--- START OF Provided text ---

Jens Gustedt's Blog

September 21, 2010

Anatomy of integer types in C

Filed under: C99, integers — Jens Gustedt @ 04:06

Integer types in C may present subtle traps (sic!) that many people are not aware of when doing seemingly simple things like ~0 or

(1 << (sizeof(int)*CHAR_BIT - 1))

Most times, on almost all processors these will produce the desired effects, but sometimes such a code will fail, crash, spit a lot of warnings. I will try to analyze this a bit, to show what may go wrong, here, and how you can get around a lot of possible problems.

This is a discussion that is a bit involved, you should know a bit of things about integer types and how to use them.

The simple case: unsigned char

The first and only case that is guaranteed to be simple are unsigned char. On most commodity architectures this will correspond to uint8_t, but to be most general let us assume here that it has CHAR_BIT >= 8 bits. The C99 standard enforces that this type takes values from 0 to UCHAR_MAX = M - 1 where M, the modulus, is given exactly by the formula 2CHAR_BIT.

All computation for unsigned char is computation modulo M: e.g for CHAR_BIT == 8 the result of 128 + 127 when we assign it to an unsigned char is 255, 128 + 128 is 0 and the result of 128 + 129 is 1.

There are no hidden bits in an unsigned char. The ith bit (counting from 0) is simply set by something like:

(((unsigned char)1) << i)

Simple and clean.

Other unsigned types: the first traps appear

In most aspects other unsigned types, say T, that are not _Bool are like unsigned char. They have a modulus MT (generally different from the one for unsigned char), MT = 2w, , the maximum value is MT-1, computation is done modulo MT, and the bits can be accessed in a similar way as before. Good.

(_Bool is special since converting any value that is not 0 to _Bool results in 1.)

--- END OF Provided text ---
--- START OF Provided information ---

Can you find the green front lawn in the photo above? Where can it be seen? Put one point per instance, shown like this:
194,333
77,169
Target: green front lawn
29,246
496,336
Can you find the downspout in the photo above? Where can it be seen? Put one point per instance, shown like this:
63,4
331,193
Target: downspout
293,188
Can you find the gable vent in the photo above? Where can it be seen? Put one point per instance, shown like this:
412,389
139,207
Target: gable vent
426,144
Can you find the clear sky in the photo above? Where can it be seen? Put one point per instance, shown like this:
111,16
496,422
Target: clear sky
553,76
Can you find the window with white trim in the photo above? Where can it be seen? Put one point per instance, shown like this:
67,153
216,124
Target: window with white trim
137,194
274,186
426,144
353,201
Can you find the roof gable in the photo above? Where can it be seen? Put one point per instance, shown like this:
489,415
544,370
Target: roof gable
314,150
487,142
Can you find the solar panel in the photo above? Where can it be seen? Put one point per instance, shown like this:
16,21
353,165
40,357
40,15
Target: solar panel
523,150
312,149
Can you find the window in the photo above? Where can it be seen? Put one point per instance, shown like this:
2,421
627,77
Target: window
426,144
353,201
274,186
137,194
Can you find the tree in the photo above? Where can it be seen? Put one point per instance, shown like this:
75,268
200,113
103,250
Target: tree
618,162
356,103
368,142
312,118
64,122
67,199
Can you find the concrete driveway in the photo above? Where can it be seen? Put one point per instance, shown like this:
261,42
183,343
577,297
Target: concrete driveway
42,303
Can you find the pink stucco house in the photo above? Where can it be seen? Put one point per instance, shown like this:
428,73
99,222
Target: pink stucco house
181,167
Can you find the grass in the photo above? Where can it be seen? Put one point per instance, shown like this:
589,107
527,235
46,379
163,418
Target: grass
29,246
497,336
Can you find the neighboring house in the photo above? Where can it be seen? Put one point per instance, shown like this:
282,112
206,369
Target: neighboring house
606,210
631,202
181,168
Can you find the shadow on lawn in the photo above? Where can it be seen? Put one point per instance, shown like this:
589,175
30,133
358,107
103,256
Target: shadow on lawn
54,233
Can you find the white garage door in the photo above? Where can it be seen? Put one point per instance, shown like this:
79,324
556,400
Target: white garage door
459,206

--- END OF Provided information ---

> _Complete the following_
[1] From the post on C integer types, reproduce word for word the passage that starts at "All computation for" and ends at "as before. Good.".
[2] According to the post on C integer types, why is _Bool treated as special among the unsigned types?

> _Answers for this exercise_
[1]
All computation for unsigned char is computation modulo M: e.g for CHAR_BIT == 8 the result of 128 + 127 when we assign it to an unsigned char is 255, 128 + 128 is 0 and the result of 128 + 129 is 1.

There are no hidden bits in an unsigned char. The ith bit (counting from 0) is simply set by something like:

(((unsigned char)1) << i)

Simple and clean.

Other unsigned types: the first traps appear

In most aspects other unsigned types, say T, that are not _Bool are like unsigned char. They have a modulus MT (generally different from the one for unsigned char), MT = 2w, , the maximum value is MT-1, computation is done modulo MT, and the bits can be accessed in a similar way as before. Good.

[2] _Bool is special because converting any value that is not 0 to _Bool results in 1. For that reason the post excludes it when it says that the other unsigned types behave, in most respects, like unsigned char.